> [KETENTUAN SOAL]: Ketik ulang seluruh bagian teks tentang korupsi di daerah, mulai dari "Dipandang dari kacamata" sampai dengan "hal yang jamak.", tanpa perubahan apa pun.

> [KUTIPAN TEKS]:
——————
Tidakkah jelas aturannya bahwa sisa anggaran seharusnya tidak dihabiskan
dengan acara bagi-bagi, melainkan harus disetorkan kembali ke Kas Daerah?
Dipandang dari kacamata apapun perilaku pejabat publik yang cenderung
menyukai menerima uang yang bukan haknya adalah tidak etis dan tidak
bermoral, terlebih jika hal itu dilakukan dengan sangat terbuka. Sumber praktik korupsi lain yang masih berlangsung
terjadi pada proses pengadaan barang-barang dan jasa daerah (procurement). Seringkali terjadi
harga sebuah item barang dianggarkan jauh lebih besar dari harga pasar.
Kolusi antara bagian pengadaan dan rekanan sudah menjadi hal yang jamak.
——————
> [MATERI HASIL EKSTRAKSI]:
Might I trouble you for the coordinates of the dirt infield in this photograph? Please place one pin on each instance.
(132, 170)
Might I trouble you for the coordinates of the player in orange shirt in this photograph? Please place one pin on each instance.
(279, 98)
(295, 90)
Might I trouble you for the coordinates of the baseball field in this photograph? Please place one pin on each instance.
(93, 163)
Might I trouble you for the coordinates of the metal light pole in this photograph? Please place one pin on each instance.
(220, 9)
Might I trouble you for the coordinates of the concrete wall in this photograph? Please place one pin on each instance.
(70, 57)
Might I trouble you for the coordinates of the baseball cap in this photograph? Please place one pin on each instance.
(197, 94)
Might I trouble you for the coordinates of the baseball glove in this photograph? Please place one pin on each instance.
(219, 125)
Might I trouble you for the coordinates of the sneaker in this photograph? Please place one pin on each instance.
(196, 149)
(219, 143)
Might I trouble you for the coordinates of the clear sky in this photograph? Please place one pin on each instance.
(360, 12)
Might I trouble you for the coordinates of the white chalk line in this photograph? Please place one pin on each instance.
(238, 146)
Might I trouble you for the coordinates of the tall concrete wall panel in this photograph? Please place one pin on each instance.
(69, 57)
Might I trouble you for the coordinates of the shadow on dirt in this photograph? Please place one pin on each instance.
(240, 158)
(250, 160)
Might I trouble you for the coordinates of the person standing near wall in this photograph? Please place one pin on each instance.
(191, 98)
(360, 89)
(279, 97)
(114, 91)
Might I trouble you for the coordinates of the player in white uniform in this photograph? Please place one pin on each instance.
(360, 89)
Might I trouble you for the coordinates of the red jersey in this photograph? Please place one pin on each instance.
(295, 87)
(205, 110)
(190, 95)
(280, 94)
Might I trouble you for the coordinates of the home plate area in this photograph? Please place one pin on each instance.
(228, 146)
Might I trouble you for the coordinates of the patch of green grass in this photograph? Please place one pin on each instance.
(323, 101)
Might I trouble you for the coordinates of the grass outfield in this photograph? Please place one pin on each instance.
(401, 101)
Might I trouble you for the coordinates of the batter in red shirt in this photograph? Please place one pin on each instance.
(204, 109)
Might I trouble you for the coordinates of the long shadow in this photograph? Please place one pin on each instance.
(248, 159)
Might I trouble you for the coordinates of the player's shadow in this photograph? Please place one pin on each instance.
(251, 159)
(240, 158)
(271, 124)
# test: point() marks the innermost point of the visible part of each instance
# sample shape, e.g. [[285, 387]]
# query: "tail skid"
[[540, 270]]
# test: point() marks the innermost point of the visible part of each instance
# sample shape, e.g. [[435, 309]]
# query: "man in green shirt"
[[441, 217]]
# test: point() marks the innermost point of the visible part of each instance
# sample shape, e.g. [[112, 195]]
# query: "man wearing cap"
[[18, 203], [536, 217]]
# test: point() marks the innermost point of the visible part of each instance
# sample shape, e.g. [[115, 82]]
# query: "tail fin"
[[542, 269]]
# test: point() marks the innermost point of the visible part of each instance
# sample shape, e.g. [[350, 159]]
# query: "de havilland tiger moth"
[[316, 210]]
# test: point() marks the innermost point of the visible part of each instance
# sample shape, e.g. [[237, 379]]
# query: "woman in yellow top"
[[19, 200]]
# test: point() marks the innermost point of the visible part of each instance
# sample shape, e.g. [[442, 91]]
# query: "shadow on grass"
——————
> [PENYELESAIAN LATIHAN]:
Dipandang dari kacamata apapun perilaku pejabat publik yang cenderung
menyukai menerima uang yang bukan haknya adalah tidak etis dan tidak
bermoral, terlebih jika hal itu dilakukan dengan sangat terbuka. Sumber praktik korupsi lain yang masih berlangsung
terjadi pada proses pengadaan barang-barang dan jasa daerah (procurement). Seringkali terjadi
harga sebuah item barang dianggarkan jauh lebih besar dari harga pasar.
Kolusi antara bagian pengadaan dan rekanan sudah menjadi hal yang jamak.